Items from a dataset
========================================

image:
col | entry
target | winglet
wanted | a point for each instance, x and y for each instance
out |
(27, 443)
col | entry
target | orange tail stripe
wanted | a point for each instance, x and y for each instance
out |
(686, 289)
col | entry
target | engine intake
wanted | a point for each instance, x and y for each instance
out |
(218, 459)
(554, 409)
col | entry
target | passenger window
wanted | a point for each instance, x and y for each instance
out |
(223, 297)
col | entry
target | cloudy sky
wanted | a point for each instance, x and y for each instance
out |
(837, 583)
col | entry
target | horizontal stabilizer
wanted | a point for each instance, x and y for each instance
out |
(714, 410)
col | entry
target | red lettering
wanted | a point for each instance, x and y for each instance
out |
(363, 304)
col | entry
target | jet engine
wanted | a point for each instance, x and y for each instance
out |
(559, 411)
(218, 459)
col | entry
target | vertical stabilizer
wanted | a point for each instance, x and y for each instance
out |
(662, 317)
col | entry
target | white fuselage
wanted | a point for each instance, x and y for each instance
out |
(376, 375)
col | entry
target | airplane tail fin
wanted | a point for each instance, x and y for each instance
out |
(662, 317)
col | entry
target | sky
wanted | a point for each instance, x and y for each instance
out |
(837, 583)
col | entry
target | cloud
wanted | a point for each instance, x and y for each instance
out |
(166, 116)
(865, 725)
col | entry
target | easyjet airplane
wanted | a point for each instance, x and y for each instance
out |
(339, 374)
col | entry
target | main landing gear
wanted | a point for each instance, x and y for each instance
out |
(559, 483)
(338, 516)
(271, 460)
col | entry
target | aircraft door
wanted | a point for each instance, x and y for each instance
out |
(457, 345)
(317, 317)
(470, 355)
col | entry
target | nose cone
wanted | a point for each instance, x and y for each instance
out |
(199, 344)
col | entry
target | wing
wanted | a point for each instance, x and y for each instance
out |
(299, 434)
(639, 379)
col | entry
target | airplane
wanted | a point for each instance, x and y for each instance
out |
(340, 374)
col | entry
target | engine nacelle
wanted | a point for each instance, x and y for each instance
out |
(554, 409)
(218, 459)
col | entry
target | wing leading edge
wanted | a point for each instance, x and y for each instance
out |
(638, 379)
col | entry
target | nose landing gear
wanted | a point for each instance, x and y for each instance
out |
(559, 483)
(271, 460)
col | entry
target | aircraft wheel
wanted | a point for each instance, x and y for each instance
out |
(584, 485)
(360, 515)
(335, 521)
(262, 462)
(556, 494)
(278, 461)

========================================

YOUR OBJECTIVE = Could you write out all of the entries precisely as they stand?

WRITTEN ANSWER =
image:
col | entry
target | winglet
wanted | a point for each instance, x and y for each instance
out |
(27, 443)
col | entry
target | orange tail stripe
wanted | a point for each instance, x and y for each instance
out |
(686, 289)
col | entry
target | engine intake
wanted | a point for each instance, x and y for each instance
out |
(218, 459)
(554, 409)
col | entry
target | passenger window
wanted | a point for each instance, x and y for each instance
out |
(223, 297)
col | entry
target | cloudy sky
wanted | a point for each instance, x and y for each instance
out |
(837, 583)
col | entry
target | horizontal stabilizer
wanted | a point for each instance, x and y for each instance
out |
(714, 410)
col | entry
target | red lettering
wanted | a point for each instance, x and y for each instance
out |
(363, 304)
col | entry
target | jet engine
wanted | a point for each instance, x and y for each instance
out |
(559, 411)
(218, 459)
col | entry
target | vertical stabilizer
wanted | a point for each instance, x and y for each instance
out |
(662, 317)
col | entry
target | white fuselage
wanted | a point for each instance, x and y for each instance
out |
(376, 375)
col | entry
target | airplane tail fin
wanted | a point for each instance, x and y for each instance
out |
(662, 317)
col | entry
target | sky
wanted | a point for each instance, x and y for each instance
out |
(837, 583)
col | entry
target | cloud
wanted | a point for each instance, x and y for each instance
out |
(166, 116)
(865, 725)
col | entry
target | easyjet airplane
wanted | a point for each instance, x and y for each instance
out |
(339, 374)
col | entry
target | main landing gear
wanted | a point for each instance, x and y for each instance
out |
(559, 483)
(338, 516)
(271, 460)
col | entry
target | aircraft door
wanted | a point for each instance, x and y for each instance
out |
(457, 345)
(317, 317)
(470, 355)
col | entry
target | nose cone
wanted | a point for each instance, x and y for each instance
out |
(199, 344)
col | entry
target | wing
wanted | a point for each instance, x and y for each instance
out |
(299, 434)
(639, 379)
col | entry
target | airplane
wanted | a point for each instance, x and y for each instance
out |
(340, 374)
col | entry
target | engine nacelle
wanted | a point for each instance, x and y for each instance
out |
(554, 409)
(218, 459)
col | entry
target | wing leading edge
wanted | a point for each instance, x and y for each instance
out |
(638, 379)
col | entry
target | nose landing gear
wanted | a point for each instance, x and y for each instance
out |
(559, 483)
(271, 460)
col | entry
target | aircraft wheel
wanted | a point for each instance, x and y for each instance
out |
(584, 485)
(360, 515)
(335, 521)
(262, 462)
(556, 494)
(278, 461)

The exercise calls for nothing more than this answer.